Clause 1. A mooring system, comprising: a plurality of mooring weights, wherein the plurality of mooring weights includes a first mooring weight and a second mooring weight spaced apart from each other and configured for placement on a floor surface of a body of water; and a cable or chain extending between and coupling to the first mooring weight and the second mooring weight; wherein the first mooring weight is configured to be coupled to an offshore vessel via a second cable, the first mooring weight configured to apply a vertical force on the floor surface that is equivalent to and counteracts a maximum vertical buoyancy force exerted by the offshore vessel on the second cable; and wherein the second mooring weight is configured to solely apply a horizontal force on the floor surface of the body of water.

Clause 2. The mooring system of clause 1, wherein the plurality of mooring weights are a plurality of blocks.

Clause 3. The mooring system of clause 2, wherein the plurality of blocks comprise concrete.

Clause 4. The mooring system of clause 1, wherein the plurality of mooring weights have a same weight.

Clause 5. The mooring system of clause 2, wherein each of the plurality of blocks have a volume of 60 cubic meters.

Clause 6. The mooring system of clause 1, wherein the plurality of mooring weights comprise reinforced concrete.

Clause 7. The mooring system of clause 6, wherein the reinforced concrete includes rebar.

Clause 8. The mooring system of clauses 1, wherein a bottom surface of the plurality of mooring weights is a planar surface.

Clause 9. The mooring system of clause 2, wherein the plurality of blocks have a length dimension of approximately 4 meters, a height dimension of approximately 3.7 meters, and a width dimension of approximately 4 meters.

Clause 10. The mooring system of clause 1, wherein the plurality of mooring weights includes a third mooring weight spaced apart from the first mooring weight and second mooring weight and configured for placement on the floor surface of the body of water, a cable or chain extending between and coupling to the third mooring weight and the second mooring weight.

Clause 11. The mooring system of clause 1, wherein the first mooring weight is a block and the second mooring weight has one or more prongs, wherein the one or more prongs of second mooring weight is configured to grab and exert a drag force on the floor surface of the body of water.

Clause 12. The mooring system of clause 1, wherein the second cable is configured to be coupled to a top portion of the first mooring weight.

Clause 13. The mooring system of clause 1, wherein the cable or chain is coupled to a side portion of the first mooring weight and extends to and couples to a side portion of the second mooring weight.

Clause 14. The mooring system of clause 1, wherein each of the plurality of mooring weights is coupled to a frame configured to support its associated mooring weight spaced from the floor surface.

Clause 15. The mooring system of clause 1, wherein each of the plurality of mooring weights is coupled to an elongated foundation configured to support its associated mooring weight spaced from the floor surface.

Clause 16. The mooring system of clause 1, wherein the horizontal force is equivalent to a frictional force between a bottom surface of the second mooring weight and the floor surface of the body of water.

Clause 17. The mooring system of clause 16, wherein the horizontal force is a drag force.

[Rows from an object pointing dataset]

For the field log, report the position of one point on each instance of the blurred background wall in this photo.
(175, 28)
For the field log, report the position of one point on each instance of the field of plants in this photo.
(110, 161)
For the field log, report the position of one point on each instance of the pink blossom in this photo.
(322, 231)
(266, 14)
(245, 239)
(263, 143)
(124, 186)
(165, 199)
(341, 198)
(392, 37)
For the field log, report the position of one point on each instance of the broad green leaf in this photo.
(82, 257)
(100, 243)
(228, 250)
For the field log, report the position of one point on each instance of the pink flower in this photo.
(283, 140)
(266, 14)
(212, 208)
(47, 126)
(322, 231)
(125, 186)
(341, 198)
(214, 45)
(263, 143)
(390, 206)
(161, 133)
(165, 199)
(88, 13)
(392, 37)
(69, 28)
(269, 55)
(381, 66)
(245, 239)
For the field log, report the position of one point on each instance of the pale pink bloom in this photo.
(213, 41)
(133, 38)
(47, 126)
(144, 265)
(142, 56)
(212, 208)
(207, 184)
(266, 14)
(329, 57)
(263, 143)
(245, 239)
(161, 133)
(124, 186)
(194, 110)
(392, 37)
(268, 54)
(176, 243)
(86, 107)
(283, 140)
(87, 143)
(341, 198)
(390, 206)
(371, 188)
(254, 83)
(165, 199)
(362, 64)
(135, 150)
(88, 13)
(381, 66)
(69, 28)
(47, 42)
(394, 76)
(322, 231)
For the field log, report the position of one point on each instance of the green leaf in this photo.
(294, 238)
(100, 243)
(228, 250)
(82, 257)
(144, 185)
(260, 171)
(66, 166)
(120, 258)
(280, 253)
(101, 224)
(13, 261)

Short exercise A.
According to the mooring system clauses, what volume does each of the blocks have?
Short exercise B.
Condense the paragraph of the mooring system clauses that begins "Clause 1. A mooring system" into a short list that keeps its main facts.
Short exercise C.
Continue the mooring system clauses from their final clause.

Reply A.
60 cubic meters

Reply B.
Clause 1: a mooring system comprising:
- Several mooring weights, including a first and a second weight, spaced apart and placed on the floor of a body of water.
- A cable or chain linking the first and second weights.
- The first weight connects to an offshore vessel by a second cable. It applies a vertical force on the floor equal to and countering the vessel's maximum vertical buoyancy force on that cable.
- The second weight applies only a horizontal force on the floor.

Reply C.
Clause 18. A mooring system, comprising: a plurality of mooring weights, wherein the plurality of mooring weights include a first mooring weight, a second mooring weight, and a third mooring weight each spaced apart from each other and configured for placement on a floor surface of a body of water; a cable or chain extending between and coupling to the first mooring weight and the second mooring weight; a second cable or chain extending between and coupling to the third mooring weight and the second mooring weight; wherein the first mooring weight is configured to be coupled to an offshore vessel via a third cable, the first mooring weight configured to apply a vertical force on the floor surface that is equivalent to and counteracts a maximum vertical buoyancy force exerted by the offshore vessel on the third cable; wherein the second mooring weight is configured to solely apply a first horizontal force on the floor surface of the body of water; and wherein the third mooring weight is configured to solely apply a second horizontal force on the floor surface of the body of water.

Clause 19. The mooring system of clause 18, wherein each of the plurality of mooring weights have a different weight.

Clause 20. The mooring system of clause 18, wherein the first mooring weight has a different weight than the second mooring weight and the third mooring weight.

Clause 21. The mooring system of clause 18, wherein each plurality of mooring weights have a same weight.

Clause 22. The mooring system of clause 18, wherein each of the plurality of mooring weights is coupled to a frame configured to support its associated mooring weight spaced from the floor surface.

Clause 23. The mooring system of clause 22, wherein the frame is configured to prevent the plurality of mooring weights from sinking into the floor surface.

Clause 24. The mooring system of clause 18, wherein each of the plurality of mooring weights is coupled to an elongated foundation configured to support its associated mooring weight spaced from the floor surface.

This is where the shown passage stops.